Problem statement:
Please write out the stretch of the passage on female military officers from "Female military officers" through "for female leaders.", swapping "prototypical leaders" for "model leaders".

___ Source extract ___

December 21, 2024

Meaningful progress will occur only when male leaders engage in deliberate and sustained efforts to change the culture and when the proportion of women increases more substantially.

Although formal barriers to women’s participation across branches and specialties in the United States’ (U.S.) armed forces have been removed, women still comprise a relatively small percentage of the force, ranging from 7.9% of Marine Corps officers to 21% of Air Force officers. Women continue to face informal barriers, and the Services have further progress to make toward integrating women effectively. In particular, the traditional masculine-warrior military culture presents both overt and more subtle obstacles. This culture sets expectations for behavior that limit both male and female service members, but they chart a particularly narrow path for women.  This tightrope of gender role expectations inhibits female officer retention and will continue to do so well after formal policies have changed. Meaningful progress will occur only when male leaders engage in deliberate and sustained efforts to change the culture and when the proportion of women increases more substantially. The challenges are related and must be tackled simultaneously—progress in one area will depend on progress in the other.

Research shows that people perceive others in terms of two fundamental dimensions: warmth and competence. Those perceived as warm are more likable, whereas people perceived as competent are more respected. Men are often perceived as both likable and competent at the same time, but women are more typically perceived in either-or terms. A warm and likable woman struggles to be respected, whereas a competent and respected woman is often disliked, even by other women. This phenomenon is apparent, for example, in the evaluation of female presidential candidates’ likability, which is less of a factor for male candidates. The warmth-competence dimensions largely align with prescriptive stereotypes for women and men – ideas about how women and men “should” act. Stereotyped expectations of leaders align with masculine norms, especially for higher-status leadership roles and in male-dominated professions.

Female military officers must walk a tightrope of self-presentation to be accepted as leaders in this context. In order to meet expectations for prototypical leaders in the masculine-warrior military culture, female officers have to be competent, assertive, and dominant. But in order to meet gender expectations, female officers also have to be warm and caring. To overcome stereotypes that devalue women’s competence and contributions, female officers first have to demonstrate their competence by performing as well or better than their male counterparts, but then they are penalized for violating gender expectations, becoming the target of backlash. Researchers have referred to this phenomenon as the double-bind for female leaders.

Backlash for acting in ways that challenge gender stereotypes takes multiple forms. Sexual harassment is a particularly direct and harmful form. But research has also documented less direct forms, including social isolation, discrimination, and the tendency for subordinates to sabotage female leaders who demonstrate agency and initiative. In the military context, backlash is evident in female service members’ perceptions of unit climate. On the 2018 Workplace and Gender Relations Survey of Active Duty Members (WGRA), female service members across services rated every aspect of their unit climate lower than did male service members and rated workplace hostility as higher. Among women who had experienced gender discrimination, many indicated that they had been told women were not suited for the job they held, or women should be barred from having that job.

Backlash for violating gender expectations encourages women to finely tune their self-presentation, constantly monitoring and adjusting their behavior to the context and audience. In particular, women have to minimize behavior that can be perceived as self-promoting or pursuing self-interest. They must tread carefully when disagreeing with colleagues and avoid making mistakes when performing tasks traditionally seen as masculine, due to double standards requiring higher competence among women. A female ROTC cadet described this self-monitoring as “putting up a barrier . . . like I need to watch myself in that space because I know all these males are being critical of me.” This quote illustrates how early in the leader development pipeline women begin experiencing the double bind.

___ Stored data ___

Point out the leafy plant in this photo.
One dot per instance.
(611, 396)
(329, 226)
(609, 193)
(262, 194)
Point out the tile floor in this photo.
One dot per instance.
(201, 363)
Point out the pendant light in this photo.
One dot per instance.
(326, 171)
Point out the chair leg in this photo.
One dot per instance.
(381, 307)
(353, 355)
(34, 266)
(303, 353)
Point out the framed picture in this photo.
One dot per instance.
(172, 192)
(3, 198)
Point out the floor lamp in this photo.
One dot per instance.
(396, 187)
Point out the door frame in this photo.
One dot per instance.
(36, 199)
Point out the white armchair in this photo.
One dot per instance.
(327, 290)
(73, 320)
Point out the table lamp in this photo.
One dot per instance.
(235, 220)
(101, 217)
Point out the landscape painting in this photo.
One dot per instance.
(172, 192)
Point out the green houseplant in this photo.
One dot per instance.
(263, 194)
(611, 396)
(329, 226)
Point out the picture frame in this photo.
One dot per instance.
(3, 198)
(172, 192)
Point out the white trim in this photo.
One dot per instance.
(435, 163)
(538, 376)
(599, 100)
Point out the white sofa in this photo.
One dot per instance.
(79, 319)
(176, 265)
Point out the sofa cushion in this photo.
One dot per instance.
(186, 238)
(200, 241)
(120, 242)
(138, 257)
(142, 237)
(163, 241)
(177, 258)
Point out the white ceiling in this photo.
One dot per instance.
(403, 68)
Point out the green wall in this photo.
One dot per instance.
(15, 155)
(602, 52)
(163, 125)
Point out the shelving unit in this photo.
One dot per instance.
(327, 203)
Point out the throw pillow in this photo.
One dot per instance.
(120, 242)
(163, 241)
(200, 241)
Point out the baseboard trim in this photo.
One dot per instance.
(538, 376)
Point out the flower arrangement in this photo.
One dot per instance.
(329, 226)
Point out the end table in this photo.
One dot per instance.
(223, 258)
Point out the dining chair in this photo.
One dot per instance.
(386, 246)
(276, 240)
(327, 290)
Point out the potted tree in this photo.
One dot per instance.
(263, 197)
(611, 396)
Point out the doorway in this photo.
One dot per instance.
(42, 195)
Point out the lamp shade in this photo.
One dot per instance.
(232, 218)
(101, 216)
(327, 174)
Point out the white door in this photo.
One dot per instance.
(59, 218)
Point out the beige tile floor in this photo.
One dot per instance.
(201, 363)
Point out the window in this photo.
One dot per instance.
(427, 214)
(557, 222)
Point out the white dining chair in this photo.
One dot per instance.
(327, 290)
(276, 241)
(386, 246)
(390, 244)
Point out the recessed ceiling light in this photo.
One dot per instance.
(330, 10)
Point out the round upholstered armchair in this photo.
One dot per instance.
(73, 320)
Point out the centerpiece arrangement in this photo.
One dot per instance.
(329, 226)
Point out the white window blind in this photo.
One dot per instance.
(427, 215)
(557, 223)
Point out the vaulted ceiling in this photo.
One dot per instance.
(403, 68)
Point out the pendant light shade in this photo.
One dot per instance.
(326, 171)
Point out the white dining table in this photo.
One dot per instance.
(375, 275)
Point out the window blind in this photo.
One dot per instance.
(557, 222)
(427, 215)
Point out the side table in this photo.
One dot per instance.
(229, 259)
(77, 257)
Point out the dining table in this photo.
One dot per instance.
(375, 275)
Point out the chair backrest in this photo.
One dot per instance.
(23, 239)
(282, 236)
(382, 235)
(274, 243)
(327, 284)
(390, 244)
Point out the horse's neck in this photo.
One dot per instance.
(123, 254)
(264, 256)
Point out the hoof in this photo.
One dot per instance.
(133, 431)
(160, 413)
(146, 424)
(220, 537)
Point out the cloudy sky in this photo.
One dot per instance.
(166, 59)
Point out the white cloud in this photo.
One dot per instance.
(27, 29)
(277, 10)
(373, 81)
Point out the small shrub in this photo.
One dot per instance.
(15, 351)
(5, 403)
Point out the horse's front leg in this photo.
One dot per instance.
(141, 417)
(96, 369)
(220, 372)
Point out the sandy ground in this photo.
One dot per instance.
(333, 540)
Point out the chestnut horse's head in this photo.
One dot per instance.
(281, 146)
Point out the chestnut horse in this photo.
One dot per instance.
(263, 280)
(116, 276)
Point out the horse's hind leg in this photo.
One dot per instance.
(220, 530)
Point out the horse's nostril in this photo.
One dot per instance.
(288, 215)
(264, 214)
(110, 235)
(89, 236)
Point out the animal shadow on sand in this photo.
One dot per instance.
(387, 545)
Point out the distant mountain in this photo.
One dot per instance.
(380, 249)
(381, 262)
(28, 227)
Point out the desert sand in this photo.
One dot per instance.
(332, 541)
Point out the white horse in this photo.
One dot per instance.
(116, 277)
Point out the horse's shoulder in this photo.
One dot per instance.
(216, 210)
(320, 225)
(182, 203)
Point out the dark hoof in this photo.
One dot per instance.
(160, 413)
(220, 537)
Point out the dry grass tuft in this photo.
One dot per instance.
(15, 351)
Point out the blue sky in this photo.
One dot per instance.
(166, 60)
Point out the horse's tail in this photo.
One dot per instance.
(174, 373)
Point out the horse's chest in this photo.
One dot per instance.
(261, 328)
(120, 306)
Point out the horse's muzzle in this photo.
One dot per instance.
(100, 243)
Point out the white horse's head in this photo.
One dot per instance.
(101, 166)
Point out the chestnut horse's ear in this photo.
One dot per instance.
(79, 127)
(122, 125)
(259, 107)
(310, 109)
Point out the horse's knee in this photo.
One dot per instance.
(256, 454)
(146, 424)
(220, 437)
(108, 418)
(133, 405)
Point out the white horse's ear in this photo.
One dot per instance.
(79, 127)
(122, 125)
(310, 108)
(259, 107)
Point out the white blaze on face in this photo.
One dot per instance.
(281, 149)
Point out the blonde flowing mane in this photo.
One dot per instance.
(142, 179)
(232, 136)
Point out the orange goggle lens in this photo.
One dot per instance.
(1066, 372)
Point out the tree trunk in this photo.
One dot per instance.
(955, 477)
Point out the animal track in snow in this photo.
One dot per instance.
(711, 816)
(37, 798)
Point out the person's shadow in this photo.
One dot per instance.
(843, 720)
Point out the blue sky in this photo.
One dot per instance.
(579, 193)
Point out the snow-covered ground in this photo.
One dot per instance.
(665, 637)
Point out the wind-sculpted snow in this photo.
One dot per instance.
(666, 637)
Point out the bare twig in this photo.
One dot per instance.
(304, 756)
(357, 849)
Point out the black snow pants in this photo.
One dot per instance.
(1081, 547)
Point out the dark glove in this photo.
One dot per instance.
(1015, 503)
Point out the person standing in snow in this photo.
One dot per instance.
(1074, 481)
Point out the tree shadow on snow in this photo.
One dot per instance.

___

Task result:
Female military officers must walk a tightrope of self-presentation to be accepted as leaders in this context. In order to meet expectations for model leaders in the masculine-warrior military culture, female officers have to be competent, assertive, and dominant. But in order to meet gender expectations, female officers also have to be warm and caring. To overcome stereotypes that devalue women’s competence and contributions, female officers first have to demonstrate their competence by performing as well or better than their male counterparts, but then they are penalized for violating gender expectations, becoming the target of backlash. Researchers have referred to this phenomenon as the double-bind for female leaders.